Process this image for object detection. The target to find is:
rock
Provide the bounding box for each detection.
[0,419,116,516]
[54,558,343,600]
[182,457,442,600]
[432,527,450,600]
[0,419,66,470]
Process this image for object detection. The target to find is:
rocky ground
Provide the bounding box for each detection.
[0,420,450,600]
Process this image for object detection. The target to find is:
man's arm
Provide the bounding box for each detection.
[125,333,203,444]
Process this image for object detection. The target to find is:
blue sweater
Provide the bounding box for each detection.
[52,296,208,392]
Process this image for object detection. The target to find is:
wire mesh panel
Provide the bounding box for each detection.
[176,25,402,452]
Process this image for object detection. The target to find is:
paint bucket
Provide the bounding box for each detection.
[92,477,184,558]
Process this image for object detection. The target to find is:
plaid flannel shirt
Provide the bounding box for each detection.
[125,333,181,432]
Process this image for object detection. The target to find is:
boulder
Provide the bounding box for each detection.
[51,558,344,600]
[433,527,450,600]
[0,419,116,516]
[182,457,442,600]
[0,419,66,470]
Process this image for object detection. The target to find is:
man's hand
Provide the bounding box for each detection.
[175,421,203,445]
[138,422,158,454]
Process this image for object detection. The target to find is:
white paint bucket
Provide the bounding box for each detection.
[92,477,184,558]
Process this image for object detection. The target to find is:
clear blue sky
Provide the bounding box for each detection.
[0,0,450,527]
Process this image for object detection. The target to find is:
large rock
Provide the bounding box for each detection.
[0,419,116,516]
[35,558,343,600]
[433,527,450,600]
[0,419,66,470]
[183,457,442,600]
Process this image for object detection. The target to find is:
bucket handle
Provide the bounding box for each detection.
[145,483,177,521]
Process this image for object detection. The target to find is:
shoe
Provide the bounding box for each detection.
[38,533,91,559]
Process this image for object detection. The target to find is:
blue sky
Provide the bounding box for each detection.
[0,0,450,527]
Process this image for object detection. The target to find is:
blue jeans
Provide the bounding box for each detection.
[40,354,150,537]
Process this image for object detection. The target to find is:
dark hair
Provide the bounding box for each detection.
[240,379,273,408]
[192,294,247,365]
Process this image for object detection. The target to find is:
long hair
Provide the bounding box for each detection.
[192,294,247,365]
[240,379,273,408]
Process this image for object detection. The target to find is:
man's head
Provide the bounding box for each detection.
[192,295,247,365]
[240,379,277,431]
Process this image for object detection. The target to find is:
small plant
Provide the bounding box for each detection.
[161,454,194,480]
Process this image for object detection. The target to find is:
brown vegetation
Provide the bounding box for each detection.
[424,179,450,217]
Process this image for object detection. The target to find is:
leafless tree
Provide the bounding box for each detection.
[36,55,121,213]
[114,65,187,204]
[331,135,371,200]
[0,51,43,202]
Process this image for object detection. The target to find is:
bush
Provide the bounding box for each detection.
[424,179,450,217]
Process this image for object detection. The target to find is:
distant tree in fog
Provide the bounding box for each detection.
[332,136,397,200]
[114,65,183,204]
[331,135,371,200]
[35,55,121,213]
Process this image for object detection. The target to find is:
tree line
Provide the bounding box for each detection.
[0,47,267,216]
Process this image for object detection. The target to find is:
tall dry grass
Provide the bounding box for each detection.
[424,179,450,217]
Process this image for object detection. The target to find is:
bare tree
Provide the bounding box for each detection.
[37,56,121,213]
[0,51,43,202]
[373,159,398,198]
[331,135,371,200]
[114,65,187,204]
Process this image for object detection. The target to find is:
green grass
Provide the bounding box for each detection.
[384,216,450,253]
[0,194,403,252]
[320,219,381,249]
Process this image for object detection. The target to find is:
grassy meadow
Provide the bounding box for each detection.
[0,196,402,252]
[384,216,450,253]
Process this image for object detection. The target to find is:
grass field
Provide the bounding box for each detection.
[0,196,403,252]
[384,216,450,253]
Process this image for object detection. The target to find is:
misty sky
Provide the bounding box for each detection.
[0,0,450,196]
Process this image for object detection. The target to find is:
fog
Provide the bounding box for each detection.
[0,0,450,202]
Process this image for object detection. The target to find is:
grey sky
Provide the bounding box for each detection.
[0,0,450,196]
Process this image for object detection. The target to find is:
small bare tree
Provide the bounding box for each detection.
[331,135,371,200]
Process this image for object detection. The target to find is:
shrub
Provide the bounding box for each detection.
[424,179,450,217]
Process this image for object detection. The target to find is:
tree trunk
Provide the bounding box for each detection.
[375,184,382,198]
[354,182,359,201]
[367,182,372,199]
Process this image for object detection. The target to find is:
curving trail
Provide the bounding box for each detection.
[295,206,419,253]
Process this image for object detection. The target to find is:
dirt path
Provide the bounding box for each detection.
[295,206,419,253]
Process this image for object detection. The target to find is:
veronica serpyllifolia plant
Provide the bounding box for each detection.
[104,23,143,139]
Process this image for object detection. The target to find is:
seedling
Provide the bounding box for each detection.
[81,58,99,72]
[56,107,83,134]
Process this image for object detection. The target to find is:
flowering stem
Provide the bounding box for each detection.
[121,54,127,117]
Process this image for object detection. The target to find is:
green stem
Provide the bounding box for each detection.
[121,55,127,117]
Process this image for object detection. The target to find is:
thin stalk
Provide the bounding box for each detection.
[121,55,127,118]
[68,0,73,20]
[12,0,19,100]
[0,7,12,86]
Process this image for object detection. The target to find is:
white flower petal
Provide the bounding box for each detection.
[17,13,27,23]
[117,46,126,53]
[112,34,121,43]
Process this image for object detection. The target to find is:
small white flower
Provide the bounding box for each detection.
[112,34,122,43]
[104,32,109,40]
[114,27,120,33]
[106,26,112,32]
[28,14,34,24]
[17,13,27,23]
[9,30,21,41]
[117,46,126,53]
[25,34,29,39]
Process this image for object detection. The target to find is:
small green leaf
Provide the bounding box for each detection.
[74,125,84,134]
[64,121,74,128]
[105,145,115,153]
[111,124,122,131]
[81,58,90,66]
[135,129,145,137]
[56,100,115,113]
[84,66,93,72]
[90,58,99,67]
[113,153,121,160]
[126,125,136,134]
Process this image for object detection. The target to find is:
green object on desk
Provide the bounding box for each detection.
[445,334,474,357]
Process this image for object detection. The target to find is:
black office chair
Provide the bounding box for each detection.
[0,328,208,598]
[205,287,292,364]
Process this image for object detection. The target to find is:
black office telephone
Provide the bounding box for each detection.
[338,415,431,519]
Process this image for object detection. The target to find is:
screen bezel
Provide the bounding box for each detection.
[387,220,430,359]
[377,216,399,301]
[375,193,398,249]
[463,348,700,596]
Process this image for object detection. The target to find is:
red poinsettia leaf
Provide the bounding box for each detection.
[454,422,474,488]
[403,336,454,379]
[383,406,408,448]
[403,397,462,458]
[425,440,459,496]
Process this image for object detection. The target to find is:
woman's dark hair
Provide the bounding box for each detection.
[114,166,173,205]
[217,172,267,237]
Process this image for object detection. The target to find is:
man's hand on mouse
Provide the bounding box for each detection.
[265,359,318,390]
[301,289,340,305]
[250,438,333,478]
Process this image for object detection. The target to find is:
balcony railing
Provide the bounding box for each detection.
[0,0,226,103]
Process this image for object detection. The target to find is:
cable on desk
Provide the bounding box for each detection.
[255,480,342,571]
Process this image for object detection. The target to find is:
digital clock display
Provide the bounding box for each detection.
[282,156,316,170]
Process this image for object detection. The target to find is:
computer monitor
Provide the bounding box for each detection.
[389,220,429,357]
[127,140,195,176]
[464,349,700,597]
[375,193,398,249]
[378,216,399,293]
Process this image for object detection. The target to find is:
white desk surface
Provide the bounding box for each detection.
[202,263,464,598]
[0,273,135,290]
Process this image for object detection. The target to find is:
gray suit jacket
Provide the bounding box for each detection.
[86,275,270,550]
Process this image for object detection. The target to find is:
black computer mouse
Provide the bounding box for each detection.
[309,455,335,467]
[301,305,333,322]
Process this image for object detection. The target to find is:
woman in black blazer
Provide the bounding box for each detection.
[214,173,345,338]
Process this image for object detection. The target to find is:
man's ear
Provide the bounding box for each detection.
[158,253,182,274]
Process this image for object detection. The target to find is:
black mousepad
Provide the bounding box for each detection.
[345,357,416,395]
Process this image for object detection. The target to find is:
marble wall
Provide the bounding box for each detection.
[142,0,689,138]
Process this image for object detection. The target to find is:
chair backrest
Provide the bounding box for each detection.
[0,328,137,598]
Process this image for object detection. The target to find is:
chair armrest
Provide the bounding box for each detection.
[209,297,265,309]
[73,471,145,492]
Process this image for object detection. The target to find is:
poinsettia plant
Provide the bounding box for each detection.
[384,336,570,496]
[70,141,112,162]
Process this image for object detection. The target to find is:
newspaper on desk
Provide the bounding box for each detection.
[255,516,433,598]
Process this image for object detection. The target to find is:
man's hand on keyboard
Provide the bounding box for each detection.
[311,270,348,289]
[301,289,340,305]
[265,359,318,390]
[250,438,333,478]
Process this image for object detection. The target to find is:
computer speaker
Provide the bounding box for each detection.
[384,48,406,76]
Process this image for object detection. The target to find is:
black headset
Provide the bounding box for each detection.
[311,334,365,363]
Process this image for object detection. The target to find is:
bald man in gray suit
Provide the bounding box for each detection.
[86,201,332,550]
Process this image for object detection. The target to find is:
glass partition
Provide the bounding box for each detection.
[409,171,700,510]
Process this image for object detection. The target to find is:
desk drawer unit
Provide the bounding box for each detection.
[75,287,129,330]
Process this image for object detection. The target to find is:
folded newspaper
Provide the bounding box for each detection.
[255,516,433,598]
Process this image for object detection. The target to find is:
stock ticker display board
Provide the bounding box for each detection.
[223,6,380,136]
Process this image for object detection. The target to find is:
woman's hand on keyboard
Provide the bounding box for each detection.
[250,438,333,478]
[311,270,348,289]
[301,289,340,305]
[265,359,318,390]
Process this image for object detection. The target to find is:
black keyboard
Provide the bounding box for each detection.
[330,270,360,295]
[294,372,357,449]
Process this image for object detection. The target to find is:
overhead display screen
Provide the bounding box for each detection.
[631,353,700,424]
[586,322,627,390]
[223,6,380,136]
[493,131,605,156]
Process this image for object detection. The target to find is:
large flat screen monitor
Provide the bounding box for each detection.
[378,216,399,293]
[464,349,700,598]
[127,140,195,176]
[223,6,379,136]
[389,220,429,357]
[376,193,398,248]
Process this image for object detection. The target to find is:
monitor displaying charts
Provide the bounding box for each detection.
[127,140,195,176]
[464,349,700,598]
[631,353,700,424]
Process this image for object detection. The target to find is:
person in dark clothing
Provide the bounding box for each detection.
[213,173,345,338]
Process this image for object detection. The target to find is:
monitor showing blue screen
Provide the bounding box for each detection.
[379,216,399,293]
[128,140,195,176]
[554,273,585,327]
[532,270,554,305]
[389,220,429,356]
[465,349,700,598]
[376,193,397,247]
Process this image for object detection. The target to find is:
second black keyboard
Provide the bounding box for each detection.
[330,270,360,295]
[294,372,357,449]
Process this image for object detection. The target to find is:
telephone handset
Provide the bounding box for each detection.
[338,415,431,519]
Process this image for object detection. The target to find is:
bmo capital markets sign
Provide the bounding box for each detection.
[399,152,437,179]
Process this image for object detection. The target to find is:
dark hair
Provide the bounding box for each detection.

• **GOAL**: Shift every bounding box coordinate up by 150 in the stretch from the start of the entries through the line containing "[176,25,402,452]". Write out all of those lines again, including the lines of text, and change only the numbers in the boxes.

• **SOLUTION TO THIS PROBLEM**:
Process this image for object detection. The target to find is:
rock
Provide the bounding box for each detection.
[150,569,266,666]
[204,708,493,750]
[332,607,592,750]
[582,677,600,750]
[150,569,216,620]
Process this image for object detection. The target to find is:
rocky ground
Provide the bounding box for each detection.
[150,570,600,750]
Process this image for object detection. The target to find is:
man's arm
Provide the bounding box for each detection.
[275,483,353,594]
Process this image for object detection. The target to find is:
blue sweater
Provide the bounding box for each detection.
[202,446,358,542]
Process this image for object detection. The target to find is:
wire mesh panel
Provide the bounding box for each detection.
[326,175,552,602]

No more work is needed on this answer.